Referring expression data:
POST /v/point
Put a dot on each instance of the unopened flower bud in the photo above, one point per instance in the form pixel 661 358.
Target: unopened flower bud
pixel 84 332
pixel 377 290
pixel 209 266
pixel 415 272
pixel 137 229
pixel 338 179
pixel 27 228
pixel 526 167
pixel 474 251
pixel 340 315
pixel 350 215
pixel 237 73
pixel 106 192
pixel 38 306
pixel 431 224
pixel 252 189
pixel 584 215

### EXERCISE BRIEF
Each record above has to be printed again, word for word.

### TASK ANSWER
POST /v/point
Put a dot on each instance of the unopened flower bud in the photo above, one point per instance in the form pixel 661 358.
Target: unopened flower bud
pixel 84 332
pixel 377 290
pixel 209 266
pixel 415 272
pixel 137 229
pixel 338 179
pixel 27 228
pixel 526 167
pixel 474 251
pixel 340 315
pixel 350 215
pixel 237 73
pixel 106 192
pixel 38 306
pixel 431 224
pixel 252 189
pixel 584 215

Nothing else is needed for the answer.